■ **DIRECTIONS FOR THIS TASK**: Without skipping anything, write out each record below exactly.

Stored items from a collection:
+ + + + + + +
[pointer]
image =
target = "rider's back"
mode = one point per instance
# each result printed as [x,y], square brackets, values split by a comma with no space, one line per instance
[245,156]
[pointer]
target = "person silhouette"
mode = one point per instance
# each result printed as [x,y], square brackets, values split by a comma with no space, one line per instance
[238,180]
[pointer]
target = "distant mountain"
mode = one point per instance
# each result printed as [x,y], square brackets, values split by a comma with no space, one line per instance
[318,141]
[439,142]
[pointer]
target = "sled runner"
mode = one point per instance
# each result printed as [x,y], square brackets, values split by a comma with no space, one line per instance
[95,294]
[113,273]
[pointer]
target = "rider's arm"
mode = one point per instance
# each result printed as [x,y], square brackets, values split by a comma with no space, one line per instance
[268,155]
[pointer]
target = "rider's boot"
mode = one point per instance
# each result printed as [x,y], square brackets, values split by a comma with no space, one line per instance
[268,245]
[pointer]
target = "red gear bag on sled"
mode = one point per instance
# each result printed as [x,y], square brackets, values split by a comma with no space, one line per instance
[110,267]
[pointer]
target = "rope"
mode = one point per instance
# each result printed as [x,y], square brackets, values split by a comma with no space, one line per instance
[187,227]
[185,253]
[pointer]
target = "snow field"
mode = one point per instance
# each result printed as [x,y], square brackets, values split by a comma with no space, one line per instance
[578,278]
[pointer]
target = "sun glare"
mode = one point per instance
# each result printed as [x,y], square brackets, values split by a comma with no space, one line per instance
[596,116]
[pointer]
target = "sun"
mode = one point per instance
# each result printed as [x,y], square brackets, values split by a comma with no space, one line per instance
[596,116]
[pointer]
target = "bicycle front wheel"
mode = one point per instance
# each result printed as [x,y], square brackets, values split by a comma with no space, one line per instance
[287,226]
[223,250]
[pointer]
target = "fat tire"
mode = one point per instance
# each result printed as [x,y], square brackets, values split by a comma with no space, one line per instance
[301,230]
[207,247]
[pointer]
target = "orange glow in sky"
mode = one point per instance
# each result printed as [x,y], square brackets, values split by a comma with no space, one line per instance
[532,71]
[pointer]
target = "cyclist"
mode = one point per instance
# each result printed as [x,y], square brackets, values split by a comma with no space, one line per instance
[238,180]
+ + + + + + +
■ **RESPONSE**:
[pointer]
image =
target = "rider's back"
mode = one point per instance
# each result printed as [x,y], square brackets, values split by a comma with no space, one line per instance
[245,156]
[pointer]
target = "person silhouette"
mode = one point per instance
# each result printed as [x,y], square brackets, values split by a comma with no space, one line per instance
[238,180]
[pointer]
target = "distant mountain"
mode = one point per instance
# each result printed as [x,y], square brackets, values split by a comma with no space, one line per instance
[318,141]
[439,142]
[pointer]
target = "sled runner"
mode = one point per instance
# each result printed as [x,y], square brackets, values split by a comma with no space, one line per instance
[95,294]
[113,273]
[pointer]
target = "rider's arm"
mode = one point per instance
# each result printed as [x,y], square brackets, values split by a comma with no space, one line per instance
[268,155]
[pointer]
target = "rider's boot"
mode = one point per instance
# each result printed as [x,y], square brackets, values split by a comma with no space, one line per instance
[268,245]
[pointer]
target = "red gear bag on sled"
mode = one point per instance
# each result printed as [x,y], square brackets, values split by a comma with no space, one line per instance
[110,267]
[pointer]
target = "rope"
mode = one point per instance
# each result printed as [x,y], square brackets, values split by a comma with no space, one line per instance
[187,227]
[185,253]
[pointer]
target = "snow field"
mode = one point per instance
# each result printed as [x,y], square brackets, values split by a comma with no space, one line per instance
[578,278]
[pointer]
target = "sun glare"
mode = one point per instance
# each result printed as [x,y], square brackets, values split by a comma with no space, one line per instance
[596,116]
[pointer]
target = "sun"
mode = one point per instance
# each result printed as [x,y], square brackets, values split by a comma with no space, one line per instance
[596,116]
[pointer]
target = "bicycle front wheel"
mode = one point per instance
# each result printed as [x,y], square brackets, values split by a comma with no space, one line per instance
[287,226]
[223,250]
[pointer]
target = "fat tire"
mode = one point per instance
# each result printed as [x,y], square brackets, values split by a comma with no space, one line per instance
[301,230]
[207,247]
[pointer]
target = "orange glow in sky"
mode = one point per instance
# each result printed as [x,y], square brackets, values split by a comma with no space, one line per instance
[532,71]
[pointer]
target = "cyclist"
mode = one point per instance
# each result printed as [x,y], square brackets, values split by a comma with no space, one line per instance
[238,180]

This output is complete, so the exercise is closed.